[Opening Material provided section]

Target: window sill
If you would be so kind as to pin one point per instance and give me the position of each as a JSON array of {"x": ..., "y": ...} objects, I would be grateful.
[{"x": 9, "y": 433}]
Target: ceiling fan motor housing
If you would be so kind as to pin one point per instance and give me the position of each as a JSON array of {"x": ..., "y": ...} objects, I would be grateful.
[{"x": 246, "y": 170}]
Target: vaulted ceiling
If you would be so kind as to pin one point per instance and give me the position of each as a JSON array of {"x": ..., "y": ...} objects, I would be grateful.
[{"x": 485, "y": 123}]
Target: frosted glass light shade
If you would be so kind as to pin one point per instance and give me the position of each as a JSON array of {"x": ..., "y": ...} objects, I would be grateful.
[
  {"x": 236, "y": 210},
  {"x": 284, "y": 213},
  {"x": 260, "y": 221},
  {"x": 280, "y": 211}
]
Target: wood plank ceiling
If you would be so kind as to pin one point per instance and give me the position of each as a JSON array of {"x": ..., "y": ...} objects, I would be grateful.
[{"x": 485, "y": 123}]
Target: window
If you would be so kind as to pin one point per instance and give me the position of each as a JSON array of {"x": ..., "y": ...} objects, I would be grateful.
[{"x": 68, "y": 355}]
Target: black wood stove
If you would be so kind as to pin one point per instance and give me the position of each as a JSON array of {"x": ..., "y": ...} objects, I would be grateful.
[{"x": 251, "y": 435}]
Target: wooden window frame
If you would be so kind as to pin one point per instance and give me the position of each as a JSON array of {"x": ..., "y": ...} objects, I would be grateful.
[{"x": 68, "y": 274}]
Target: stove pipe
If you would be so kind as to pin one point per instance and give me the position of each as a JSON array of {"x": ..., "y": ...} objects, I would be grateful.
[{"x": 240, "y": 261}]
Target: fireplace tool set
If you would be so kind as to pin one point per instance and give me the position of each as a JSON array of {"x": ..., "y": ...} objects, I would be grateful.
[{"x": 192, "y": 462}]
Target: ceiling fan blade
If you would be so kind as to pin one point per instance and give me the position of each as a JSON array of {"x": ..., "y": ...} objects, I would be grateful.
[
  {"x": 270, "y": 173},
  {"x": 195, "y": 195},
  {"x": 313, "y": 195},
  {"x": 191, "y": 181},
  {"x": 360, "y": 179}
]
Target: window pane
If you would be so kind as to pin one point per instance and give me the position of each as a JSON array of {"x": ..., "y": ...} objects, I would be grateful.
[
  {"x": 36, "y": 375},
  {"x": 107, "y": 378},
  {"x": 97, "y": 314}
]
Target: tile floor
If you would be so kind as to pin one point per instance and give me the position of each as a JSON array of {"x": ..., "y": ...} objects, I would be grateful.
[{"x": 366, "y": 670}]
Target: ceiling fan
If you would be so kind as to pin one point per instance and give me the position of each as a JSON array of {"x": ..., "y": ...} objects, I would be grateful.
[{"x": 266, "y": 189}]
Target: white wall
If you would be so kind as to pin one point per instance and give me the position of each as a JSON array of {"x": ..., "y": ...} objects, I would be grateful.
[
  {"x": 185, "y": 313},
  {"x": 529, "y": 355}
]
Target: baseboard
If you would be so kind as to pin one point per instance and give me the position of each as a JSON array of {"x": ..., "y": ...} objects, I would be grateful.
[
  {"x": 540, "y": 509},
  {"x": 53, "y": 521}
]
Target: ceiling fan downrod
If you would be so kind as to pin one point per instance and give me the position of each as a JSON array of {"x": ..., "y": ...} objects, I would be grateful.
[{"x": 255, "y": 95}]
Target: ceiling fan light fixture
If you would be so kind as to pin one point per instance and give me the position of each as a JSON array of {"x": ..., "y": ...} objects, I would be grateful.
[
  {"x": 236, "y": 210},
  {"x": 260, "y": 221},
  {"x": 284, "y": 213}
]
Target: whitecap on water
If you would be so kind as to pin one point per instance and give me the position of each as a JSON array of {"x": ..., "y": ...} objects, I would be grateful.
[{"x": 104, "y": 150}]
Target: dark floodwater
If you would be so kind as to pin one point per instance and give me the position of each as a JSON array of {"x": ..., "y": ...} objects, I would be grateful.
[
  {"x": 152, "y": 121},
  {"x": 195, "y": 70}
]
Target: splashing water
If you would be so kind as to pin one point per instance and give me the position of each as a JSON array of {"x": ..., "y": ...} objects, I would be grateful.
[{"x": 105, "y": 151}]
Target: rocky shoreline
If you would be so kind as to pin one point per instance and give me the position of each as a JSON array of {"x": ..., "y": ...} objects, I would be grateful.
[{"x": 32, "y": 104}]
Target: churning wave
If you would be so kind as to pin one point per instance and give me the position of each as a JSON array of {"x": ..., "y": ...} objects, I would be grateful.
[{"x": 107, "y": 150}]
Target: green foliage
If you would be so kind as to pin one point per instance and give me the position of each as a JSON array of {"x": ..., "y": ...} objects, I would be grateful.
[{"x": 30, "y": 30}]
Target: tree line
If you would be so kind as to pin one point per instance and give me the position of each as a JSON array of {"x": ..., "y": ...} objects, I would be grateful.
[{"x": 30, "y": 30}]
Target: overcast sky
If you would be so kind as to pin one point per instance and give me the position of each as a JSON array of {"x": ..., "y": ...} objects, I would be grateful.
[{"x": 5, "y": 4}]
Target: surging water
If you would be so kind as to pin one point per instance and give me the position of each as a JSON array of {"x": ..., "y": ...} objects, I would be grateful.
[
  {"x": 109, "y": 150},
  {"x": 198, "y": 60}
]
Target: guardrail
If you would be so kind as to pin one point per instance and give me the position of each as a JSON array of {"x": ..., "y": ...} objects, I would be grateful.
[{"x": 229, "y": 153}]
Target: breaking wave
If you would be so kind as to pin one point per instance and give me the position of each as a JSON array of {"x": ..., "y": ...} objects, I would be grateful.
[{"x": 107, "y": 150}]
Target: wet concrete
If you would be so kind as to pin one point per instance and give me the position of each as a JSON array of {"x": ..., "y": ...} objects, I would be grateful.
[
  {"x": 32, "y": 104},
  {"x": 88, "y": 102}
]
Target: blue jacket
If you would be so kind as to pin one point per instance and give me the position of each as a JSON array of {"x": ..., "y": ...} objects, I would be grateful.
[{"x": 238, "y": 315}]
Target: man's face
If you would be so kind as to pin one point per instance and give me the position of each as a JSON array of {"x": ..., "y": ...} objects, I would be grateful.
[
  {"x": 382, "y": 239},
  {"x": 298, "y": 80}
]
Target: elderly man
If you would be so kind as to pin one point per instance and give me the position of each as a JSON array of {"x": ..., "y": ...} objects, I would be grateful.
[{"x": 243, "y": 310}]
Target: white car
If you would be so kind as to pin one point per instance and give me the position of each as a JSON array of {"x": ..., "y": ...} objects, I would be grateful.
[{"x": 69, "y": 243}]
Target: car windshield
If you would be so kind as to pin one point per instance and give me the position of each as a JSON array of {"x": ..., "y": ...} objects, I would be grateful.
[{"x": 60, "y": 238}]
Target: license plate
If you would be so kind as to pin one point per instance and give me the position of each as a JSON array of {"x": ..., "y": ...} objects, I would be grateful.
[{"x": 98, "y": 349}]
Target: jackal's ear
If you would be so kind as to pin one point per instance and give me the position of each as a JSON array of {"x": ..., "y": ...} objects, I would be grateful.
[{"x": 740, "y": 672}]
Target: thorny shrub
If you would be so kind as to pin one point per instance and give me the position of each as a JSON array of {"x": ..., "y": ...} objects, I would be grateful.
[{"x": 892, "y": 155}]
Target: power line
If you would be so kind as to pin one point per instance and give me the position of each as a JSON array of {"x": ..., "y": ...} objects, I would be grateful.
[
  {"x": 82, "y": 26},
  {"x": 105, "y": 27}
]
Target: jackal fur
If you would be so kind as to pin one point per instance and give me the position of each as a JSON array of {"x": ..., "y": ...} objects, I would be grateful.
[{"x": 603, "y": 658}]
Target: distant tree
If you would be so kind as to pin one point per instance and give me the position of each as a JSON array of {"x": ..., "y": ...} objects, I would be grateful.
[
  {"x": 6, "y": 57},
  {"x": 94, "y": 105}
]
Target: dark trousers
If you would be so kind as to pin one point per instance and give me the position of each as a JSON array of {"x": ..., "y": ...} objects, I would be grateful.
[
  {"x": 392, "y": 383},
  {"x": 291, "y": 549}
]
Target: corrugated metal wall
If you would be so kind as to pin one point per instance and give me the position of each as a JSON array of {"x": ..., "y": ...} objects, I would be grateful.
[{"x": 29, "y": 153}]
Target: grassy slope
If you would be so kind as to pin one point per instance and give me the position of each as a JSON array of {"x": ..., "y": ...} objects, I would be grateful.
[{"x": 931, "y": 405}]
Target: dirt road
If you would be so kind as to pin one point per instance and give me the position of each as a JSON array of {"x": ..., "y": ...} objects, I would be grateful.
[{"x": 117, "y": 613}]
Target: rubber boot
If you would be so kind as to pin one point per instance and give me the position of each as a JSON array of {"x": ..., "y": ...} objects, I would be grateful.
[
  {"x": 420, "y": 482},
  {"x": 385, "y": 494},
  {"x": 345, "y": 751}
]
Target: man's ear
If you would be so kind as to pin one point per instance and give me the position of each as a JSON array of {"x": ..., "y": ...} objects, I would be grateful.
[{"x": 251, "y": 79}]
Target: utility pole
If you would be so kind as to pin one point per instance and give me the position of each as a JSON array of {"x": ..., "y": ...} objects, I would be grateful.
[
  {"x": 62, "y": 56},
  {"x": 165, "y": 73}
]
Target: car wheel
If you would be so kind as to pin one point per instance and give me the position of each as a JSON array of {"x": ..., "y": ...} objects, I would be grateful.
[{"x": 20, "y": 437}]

[Closing Material provided section]

What you need to do: Print exactly the lines above, between the one holding "Target: guardrail" and the one holding "Target: breaking wave", inclusive, and nothing besides.

Exercise result:
Target: guardrail
If you would be so kind as to pin one point per instance and give me the position of each as a JSON array of {"x": ..., "y": ...} objects, I would be grateful.
[{"x": 229, "y": 153}]
Target: breaking wave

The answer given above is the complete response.